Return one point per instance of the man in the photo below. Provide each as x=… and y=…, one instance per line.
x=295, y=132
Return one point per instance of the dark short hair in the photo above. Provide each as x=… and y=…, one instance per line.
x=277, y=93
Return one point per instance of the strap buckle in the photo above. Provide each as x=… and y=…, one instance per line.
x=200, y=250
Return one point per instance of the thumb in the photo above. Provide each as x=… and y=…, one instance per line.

» **THE TASK**: Rewrite every line of the listing with "Return one point" switched to "Mark one point", leaving everything else as it is.

» **RESULT**:
Mark one point per instance of the man in the photo below. Provide each as x=… and y=…, one instance per line.
x=295, y=132
Mark one point per instance of the dark short hair in the photo above. Provide each as x=… and y=…, one instance per line.
x=277, y=93
Mark one point per instance of the strap buckle in the photo above. Provide each as x=… and y=…, one instance per line.
x=200, y=250
Mark one point per instance of the thumb in the photo above. Provide each as x=… and y=…, one instance per line.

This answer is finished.